§ **Énoncé 1**:
Reproduisez intégralement et sans rien modifier l'extrait de prédication ci-dessous.

§ **Extrait du texte**:

##############################

Prédications Protestantes dans les Alpes du sud 

Dimanche 20 juillet 2014

Culte à GAP (05000)

Lectures du Jour :

Psaume 73

Mathieu 13: 24 à 43

Romains 8: 26-27

Que celui qui n'a jamais péché lève le doigt.....[1]

C'est bien ce qui me semblait: nous allons tous rôtir en enfers!

Car c'est ce que nous annonce le verset 42, au cas où vous n'auriez pas eu d'oreilles pour entendre: « les anges enlèveront de son royaume, tous ceux qui font tomber les autres dans le péché et ceux qui commettent le mal et ils les jetteront dans le feu de la fournaise. » Triste fin... alors que nous attendons tous une bonne nouvelle....

Si nous terminions ainsi ce serait sans tenir compte de tout ce qui précède et que Matt. aborde dans presque tout son chapitre 13 : le fameux Royaume des cieux.

Car qu'est-ce que ce Royaume auquel semble-t-il, nous n'aurions peut-être pas accès après avoir entendu pareil châtiment ?

L'évangile ne nous le présente en fait jamais précisément. Jamais il n'est défini comme un lieu. Jamais il n'est défini comme un espace géographique, voire même un espace théologique. Nous constatons juste que Matthieu parle de « Royaume des Cieux »se conformant ainsi à l'usage juif qui évite d'avoir à prononcer le nom de Dieu. Nous parlerons, nous, du Royaume de Dieu ainsi que Luc nous l'a appris. Il me semble que ça nous parle plus que des « Cieux » quelque peu nébuleux...

##############################

§ **Données fournies**:
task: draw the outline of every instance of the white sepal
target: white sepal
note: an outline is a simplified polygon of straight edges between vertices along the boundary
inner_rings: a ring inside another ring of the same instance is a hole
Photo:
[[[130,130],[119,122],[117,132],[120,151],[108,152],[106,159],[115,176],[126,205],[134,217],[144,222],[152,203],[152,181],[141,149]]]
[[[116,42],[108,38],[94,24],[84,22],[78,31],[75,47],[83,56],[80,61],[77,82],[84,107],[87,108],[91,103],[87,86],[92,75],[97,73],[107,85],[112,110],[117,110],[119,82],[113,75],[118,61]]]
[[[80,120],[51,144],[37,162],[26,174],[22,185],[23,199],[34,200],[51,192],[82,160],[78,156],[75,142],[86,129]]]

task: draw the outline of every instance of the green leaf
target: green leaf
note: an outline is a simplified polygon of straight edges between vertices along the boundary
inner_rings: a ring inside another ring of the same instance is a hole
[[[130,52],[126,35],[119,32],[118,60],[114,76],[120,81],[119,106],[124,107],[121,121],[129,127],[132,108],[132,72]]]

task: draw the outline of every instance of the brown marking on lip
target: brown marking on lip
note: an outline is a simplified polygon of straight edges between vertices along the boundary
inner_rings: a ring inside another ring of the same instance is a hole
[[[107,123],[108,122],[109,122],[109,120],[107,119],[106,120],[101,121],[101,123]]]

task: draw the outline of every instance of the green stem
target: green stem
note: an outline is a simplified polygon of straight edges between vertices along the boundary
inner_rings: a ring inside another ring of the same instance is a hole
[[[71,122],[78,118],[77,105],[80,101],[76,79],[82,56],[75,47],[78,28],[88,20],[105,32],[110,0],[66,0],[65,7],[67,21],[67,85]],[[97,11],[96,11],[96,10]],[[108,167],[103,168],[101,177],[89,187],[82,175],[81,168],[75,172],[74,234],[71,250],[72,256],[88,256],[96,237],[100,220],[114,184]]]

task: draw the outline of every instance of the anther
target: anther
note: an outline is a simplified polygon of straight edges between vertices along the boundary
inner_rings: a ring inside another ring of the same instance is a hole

##############################

§ **Énoncé 2**:
Réécrivez les lignes qui suivent l'extrait de prédication, de celle qui contient « task: draw the outline of every instance of the green stem » jusqu'à la dernière incluse, en remplaçant « simplified polygon » par « basic polygon » sans rien changer d'autre.

§ **Réponse correcte 1**:
Prédications Protestantes dans les Alpes du sud 

Dimanche 20 juillet 2014

Culte à GAP (05000)

Lectures du Jour :

Psaume 73

Mathieu 13: 24 à 43

Romains 8: 26-27

Que celui qui n'a jamais péché lève le doigt.....[1]

C'est bien ce qui me semblait: nous allons tous rôtir en enfers!

Car c'est ce que nous annonce le verset 42, au cas où vous n'auriez pas eu d'oreilles pour entendre: « les anges enlèveront de son royaume, tous ceux qui font tomber les autres dans le péché et ceux qui commettent le mal et ils les jetteront dans le feu de la fournaise. » Triste fin... alors que nous attendons tous une bonne nouvelle....

Si nous terminions ainsi ce serait sans tenir compte de tout ce qui précède et que Matt. aborde dans presque tout son chapitre 13 : le fameux Royaume des cieux.

Car qu'est-ce que ce Royaume auquel semble-t-il, nous n'aurions peut-être pas accès après avoir entendu pareil châtiment ?

L'évangile ne nous le présente en fait jamais précisément. Jamais il n'est défini comme un lieu. Jamais il n'est défini comme un espace géographique, voire même un espace théologique. Nous constatons juste que Matthieu parle de « Royaume des Cieux »se conformant ainsi à l'usage juif qui évite d'avoir à prononcer le nom de Dieu. Nous parlerons, nous, du Royaume de Dieu ainsi que Luc nous l'a appris. Il me semble que ça nous parle plus que des « Cieux » quelque peu nébuleux...

§ **Réponse correcte 2**:
task: draw the outline of every instance of the green stem
target: green stem
note: an outline is a basic polygon of straight edges between vertices along the boundary
inner_rings: a ring inside another ring of the same instance is a hole
[[[71,122],[78,118],[77,105],[80,101],[76,79],[82,56],[75,47],[78,28],[88,20],[105,32],[110,0],[66,0],[65,7],[67,21],[67,85]],[[97,11],[96,11],[96,10]],[[108,167],[103,168],[101,177],[89,187],[82,175],[81,168],[75,172],[74,234],[71,250],[72,256],[88,256],[96,237],[100,220],[114,184]]]

task: draw the outline of every instance of the anther
target: anther
note: an outline is a basic polygon of straight edges between vertices along the boundary
inner_rings: a ring inside another ring of the same instance is a hole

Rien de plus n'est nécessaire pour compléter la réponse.